PROBLEM REQUIREMENTS — Copy out all the lines of the data precisely, omitting any pictures.

[Items from a data source]

= Beginning of Section =

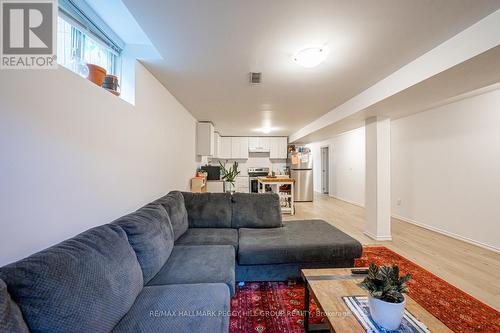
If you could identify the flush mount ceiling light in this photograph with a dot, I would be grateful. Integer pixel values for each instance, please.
(310, 57)
(266, 130)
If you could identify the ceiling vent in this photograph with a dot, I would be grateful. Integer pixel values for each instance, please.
(255, 78)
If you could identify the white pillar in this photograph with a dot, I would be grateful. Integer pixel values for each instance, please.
(378, 178)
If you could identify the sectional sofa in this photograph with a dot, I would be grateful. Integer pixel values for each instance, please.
(171, 266)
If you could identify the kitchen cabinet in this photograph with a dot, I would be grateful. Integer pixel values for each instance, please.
(239, 147)
(278, 148)
(205, 137)
(215, 186)
(259, 144)
(241, 184)
(225, 147)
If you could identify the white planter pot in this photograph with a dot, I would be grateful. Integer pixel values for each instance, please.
(387, 315)
(228, 187)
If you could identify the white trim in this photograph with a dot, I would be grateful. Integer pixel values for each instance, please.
(345, 200)
(447, 233)
(378, 238)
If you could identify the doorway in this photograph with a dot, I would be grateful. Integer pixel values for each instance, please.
(325, 169)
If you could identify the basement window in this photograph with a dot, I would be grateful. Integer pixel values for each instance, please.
(80, 41)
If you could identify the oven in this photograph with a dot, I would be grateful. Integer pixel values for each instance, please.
(253, 174)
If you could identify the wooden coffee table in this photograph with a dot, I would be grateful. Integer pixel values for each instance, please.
(328, 286)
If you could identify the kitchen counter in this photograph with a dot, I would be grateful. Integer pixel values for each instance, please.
(278, 179)
(283, 186)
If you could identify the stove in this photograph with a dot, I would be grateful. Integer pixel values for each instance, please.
(253, 173)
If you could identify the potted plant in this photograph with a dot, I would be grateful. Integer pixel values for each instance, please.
(386, 300)
(229, 175)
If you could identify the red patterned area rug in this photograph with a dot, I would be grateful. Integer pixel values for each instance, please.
(275, 307)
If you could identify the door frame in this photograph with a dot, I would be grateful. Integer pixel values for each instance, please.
(325, 174)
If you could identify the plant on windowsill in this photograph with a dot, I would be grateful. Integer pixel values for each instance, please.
(386, 295)
(229, 175)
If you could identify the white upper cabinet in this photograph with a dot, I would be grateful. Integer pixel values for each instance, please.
(205, 139)
(225, 147)
(259, 144)
(278, 148)
(233, 147)
(239, 147)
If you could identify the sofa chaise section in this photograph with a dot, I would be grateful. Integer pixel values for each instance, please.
(278, 254)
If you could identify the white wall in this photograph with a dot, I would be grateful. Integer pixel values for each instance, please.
(446, 168)
(73, 156)
(347, 166)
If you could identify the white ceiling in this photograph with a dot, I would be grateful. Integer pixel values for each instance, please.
(482, 73)
(208, 48)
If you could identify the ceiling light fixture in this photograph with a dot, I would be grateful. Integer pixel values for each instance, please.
(266, 130)
(311, 57)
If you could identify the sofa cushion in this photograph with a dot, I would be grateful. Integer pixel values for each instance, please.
(150, 234)
(209, 236)
(296, 242)
(208, 210)
(256, 210)
(11, 319)
(84, 284)
(194, 308)
(198, 264)
(174, 205)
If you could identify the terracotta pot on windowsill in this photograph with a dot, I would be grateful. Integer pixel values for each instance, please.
(96, 74)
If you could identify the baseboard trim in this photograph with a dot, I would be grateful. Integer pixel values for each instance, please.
(345, 200)
(378, 238)
(447, 233)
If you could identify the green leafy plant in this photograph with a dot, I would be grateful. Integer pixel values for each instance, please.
(229, 175)
(385, 283)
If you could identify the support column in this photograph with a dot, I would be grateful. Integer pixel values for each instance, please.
(378, 178)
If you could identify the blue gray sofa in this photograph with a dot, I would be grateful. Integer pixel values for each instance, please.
(171, 266)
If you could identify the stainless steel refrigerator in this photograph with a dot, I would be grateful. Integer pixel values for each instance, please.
(301, 169)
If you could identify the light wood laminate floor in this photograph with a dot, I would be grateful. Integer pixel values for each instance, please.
(471, 268)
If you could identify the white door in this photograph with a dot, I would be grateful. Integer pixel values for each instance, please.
(325, 170)
(225, 147)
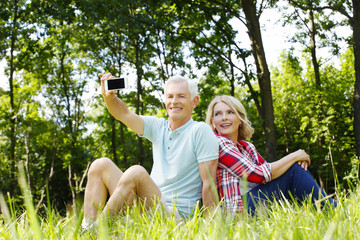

= End of Section =

RESPONSE AREA —
If you could identify the flush mount ceiling light in this photograph with a dot, I would be grateful. Integer pixel values for each instance, please.
(310, 57)
(266, 130)
If you could identify the ceiling vent in this photograph with a dot, I would be grateful. Integer pixel values for each instance, please.
(255, 78)
If you could identify the white pillar in this photograph with a dot, I would be grateful. Integer pixel values for each instance, please.
(378, 178)
If you could identify the sectional sofa in this photograph with a dot, I would be grateful. Integer pixel values for each instance, please.
(171, 266)
If you could identify the kitchen cabinet in this photograph with a dot, I would be grateful. Integer pixel values for each instance, please.
(239, 147)
(278, 148)
(205, 137)
(215, 186)
(259, 144)
(241, 184)
(225, 147)
If you could identify the white planter pot in this photograph with a dot, I would be grateful. Integer pixel values for each instance, please.
(387, 315)
(228, 187)
If you could identify the white trim in this photograph with a dot, I would be grateful. Integer pixel values for each instance, please.
(345, 200)
(447, 233)
(378, 238)
If you could identify the doorway in this photograph with a dot, I would be grateful. Integer pixel values for each instance, please.
(325, 169)
If you could identify the basement window in this photograph with a dot, I would be grateful. Integer pixel values for each instance, please.
(80, 41)
If you could identify the oven in this photograph with a dot, I would be grateful. Integer pixel values for each instance, please.
(253, 174)
If you could identify the wooden coffee table in this photograph with a dot, I would be grateful. Integer pixel values for each instance, please.
(328, 286)
If you could identify the kitchen counter in this photograph with a dot, I would be grateful. Integer pixel values for each instance, please.
(278, 179)
(283, 186)
If you could identify the stove in this photograph with a dot, I would be grateful. Integer pixel values for each instance, please.
(253, 173)
If you could identify the potted plant in this photograph with a dot, I would be grateful. Integer pixel values for each instance, please.
(386, 300)
(229, 175)
If you could identify the red patterned area rug in this photograph with a dot, I would be grateful. Integer pixel values for each instance, please.
(275, 307)
If you could identify the door frame in this photograph with a dot, I would be grateful. Integer pixel values for each instance, please.
(325, 174)
If you could identify the plant on windowsill in this photograph with a dot, I would be grateful. Integer pixel values for each instance, please.
(386, 295)
(229, 175)
If you could identify the white upper cabinet in this photograph with a dot, I would be grateful. Integer pixel values for each instance, please.
(205, 139)
(225, 147)
(259, 144)
(278, 148)
(233, 147)
(239, 147)
If you could identify the sofa chaise section in this photograph with a dot, I would be grateful. Integer pixel values for each instance, please.
(278, 254)
If you could identify the white wall in this photograph with a dot, I would be grateful. Integer pixel values for each instance, please.
(446, 168)
(73, 156)
(347, 166)
If you could identify the white ceiling in this photograph with a dot, I would be grateful. Integer pixel values for each instance, please.
(482, 73)
(208, 48)
If you could identify the ceiling light fixture in this photograph with a dot, I would be grateful. Integer pixel values for each instance, please.
(266, 130)
(311, 57)
If you could identify the sofa cushion in this photograph with a dot, I would be grateful. Integer pixel values for each instance, please.
(150, 234)
(209, 236)
(296, 242)
(208, 210)
(256, 210)
(11, 319)
(84, 284)
(194, 308)
(198, 264)
(174, 205)
If you could identify the terracotta pot on windowsill in this photograph with a dot, I would be grateful. Integer pixel values for each instance, please.
(96, 74)
If you could identify the baseboard trim in this photograph with a dot, I would be grateful. Integer pixel values for each instance, please.
(345, 200)
(378, 238)
(447, 233)
If you could identify the green leafy plant in this photograph with a dot, I would be grateful. Integer pixel values for each instance, please.
(229, 175)
(385, 283)
If you could identify the support column in this photograph with a dot, I would be grateful. Integer pixel values for each instance, please.
(378, 178)
If you could identify the blue gray sofa in this photograph with a dot, I would be grateful. Integer pixel values for each instance, please.
(171, 266)
If you could identify the stainless steel refrigerator in this photograph with a dot, I would be grateful. Integer pixel values for each instance, please.
(301, 169)
If you could identify the light wood laminate floor in this photograph with a dot, I would be grateful. Integer pixel values for each instance, please.
(471, 268)
If you could identify the white door in this photograph with a dot, I would be grateful. Integer pixel values for each instance, please.
(325, 170)
(225, 147)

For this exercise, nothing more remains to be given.